**WHAT IS ASKED**
Rewrite the material with "white name badge" replaced by "white name tag" and everything else left unchanged. Leave the pictures out of your answer.

**PROVIDED DATA**
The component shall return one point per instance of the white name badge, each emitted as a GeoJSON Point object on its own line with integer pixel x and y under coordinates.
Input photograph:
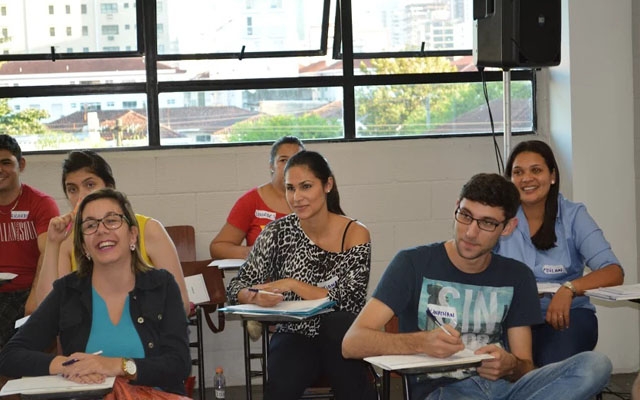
{"type": "Point", "coordinates": [554, 269]}
{"type": "Point", "coordinates": [444, 314]}
{"type": "Point", "coordinates": [19, 214]}
{"type": "Point", "coordinates": [329, 284]}
{"type": "Point", "coordinates": [265, 214]}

**EXERCISE OUTPUT**
The component shall return one point per instance of the white name tag, each emitted as a GeoJSON Point object on its own line with integer pixel x and y under coordinates.
Input photograph:
{"type": "Point", "coordinates": [554, 269]}
{"type": "Point", "coordinates": [444, 314]}
{"type": "Point", "coordinates": [19, 214]}
{"type": "Point", "coordinates": [329, 284]}
{"type": "Point", "coordinates": [265, 214]}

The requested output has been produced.